**Extract to read**
============

Lutfuzzaman Babar should have been a cautionary tale. Instead, he is being written back into the story of state power. The former state minister for home affairs—once convicted on charges of arms smuggling, weapons possession, and corruption—has resurfaced at the Ministry of Home Affairs after walking free through a string of acquittals under the interim government.
This is not a simple matter of a man serving his time and returning to society. Babar was no petty offender. He was convicted in cases that cut to the marrow of Bangladesh’s security—the ten-truck arms haul meant for insurgents, the illegal cache found in his own home, the grenade attacks that scarred the nation’s politics. His own confessional statements linked him to the machinery of terror. At the time, those confessions were treated as undeniable proof of what many suspected: that terrorism in Bangladesh had patrons seated at the highest levels of government.
Now, almost two decades later, the courts have undone those verdicts one by one. With every acquittal, the memory of those crimes is treated as if it were just another legal technicality. And with his sudden re-entry into the Ministry of Home Affairs, the interim government has delivered the final insult: turning a man once condemned as a national disgrace into an interlocutor on policy.
The symbolism here matters. The Home Ministry is supposed to safeguard citizens from threats within and without. When a figure once tied to the largest arms smuggling operation in the country’s history can stroll back into that building as a guest, what does that say about the sanctity of justice? About the credibility of state institutions?
Some will argue that if the courts acquitted him, the matter is settled. But acquittal does not erase history. It does not erase the bodies torn apart by grenades. It does not erase the fact that a sitting minister once confessed to facilitating crimes that put national security at risk. Legal absolution and moral responsibility are not the same thing.

============

**Work task**
Copy out the full commentary on Lutfuzzaman Babar word for word. Draw only on the commentary above and on nothing else.

============

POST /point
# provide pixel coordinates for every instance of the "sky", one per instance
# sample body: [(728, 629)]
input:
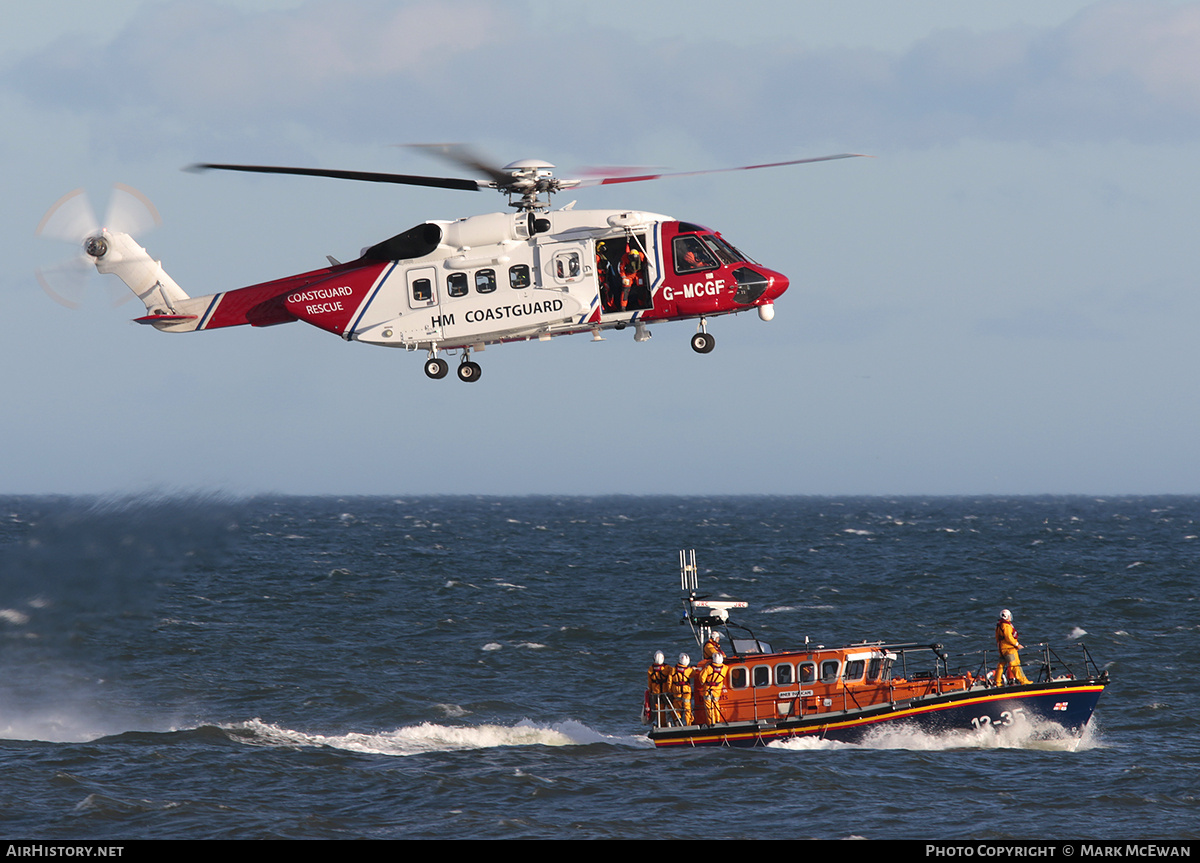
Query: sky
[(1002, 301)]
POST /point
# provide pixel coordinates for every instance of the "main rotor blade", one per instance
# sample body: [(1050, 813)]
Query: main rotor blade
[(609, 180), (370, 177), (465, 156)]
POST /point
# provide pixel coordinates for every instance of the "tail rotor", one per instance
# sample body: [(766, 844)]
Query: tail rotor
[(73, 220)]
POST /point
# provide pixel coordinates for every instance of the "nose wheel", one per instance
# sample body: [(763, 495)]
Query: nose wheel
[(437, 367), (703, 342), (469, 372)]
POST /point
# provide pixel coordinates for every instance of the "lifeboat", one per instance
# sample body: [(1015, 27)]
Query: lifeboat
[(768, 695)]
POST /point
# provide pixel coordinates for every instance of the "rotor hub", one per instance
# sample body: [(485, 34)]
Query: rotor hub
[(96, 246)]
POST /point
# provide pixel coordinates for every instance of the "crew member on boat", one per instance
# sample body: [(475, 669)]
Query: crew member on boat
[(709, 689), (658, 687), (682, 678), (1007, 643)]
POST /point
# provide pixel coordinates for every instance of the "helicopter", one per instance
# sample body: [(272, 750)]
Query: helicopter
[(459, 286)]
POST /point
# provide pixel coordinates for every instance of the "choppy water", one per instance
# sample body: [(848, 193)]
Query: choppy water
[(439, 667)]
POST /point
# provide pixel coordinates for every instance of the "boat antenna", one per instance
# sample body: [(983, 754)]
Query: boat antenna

============

**Output for this task**
Lutfuzzaman Babar should have been a cautionary tale. Instead, he is being written back into the story of state power. The former state minister for home affairs—once convicted on charges of arms smuggling, weapons possession, and corruption—has resurfaced at the Ministry of Home Affairs after walking free through a string of acquittals under the interim government.
This is not a simple matter of a man serving his time and returning to society. Babar was no petty offender. He was convicted in cases that cut to the marrow of Bangladesh’s security—the ten-truck arms haul meant for insurgents, the illegal cache found in his own home, the grenade attacks that scarred the nation’s politics. His own confessional statements linked him to the machinery of terror. At the time, those confessions were treated as undeniable proof of what many suspected: that terrorism in Bangladesh had patrons seated at the highest levels of government.
Now, almost two decades later, the courts have undone those verdicts one by one. With every acquittal, the memory of those crimes is treated as if it were just another legal technicality. And with his sudden re-entry into the Ministry of Home Affairs, the interim government has delivered the final insult: turning a man once condemned as a national disgrace into an interlocutor on policy.
The symbolism here matters. The Home Ministry is supposed to safeguard citizens from threats within and without. When a figure once tied to the largest arms smuggling operation in the country’s history can stroll back into that building as a guest, what does that say about the sanctity of justice? About the credibility of state institutions?
Some will argue that if the courts acquitted him, the matter is settled. But acquittal does not erase history. It does not erase the bodies torn apart by grenades. It does not erase the fact that a sitting minister once confessed to facilitating crimes that put national security at risk. Legal absolution and moral responsibility are not the same thing.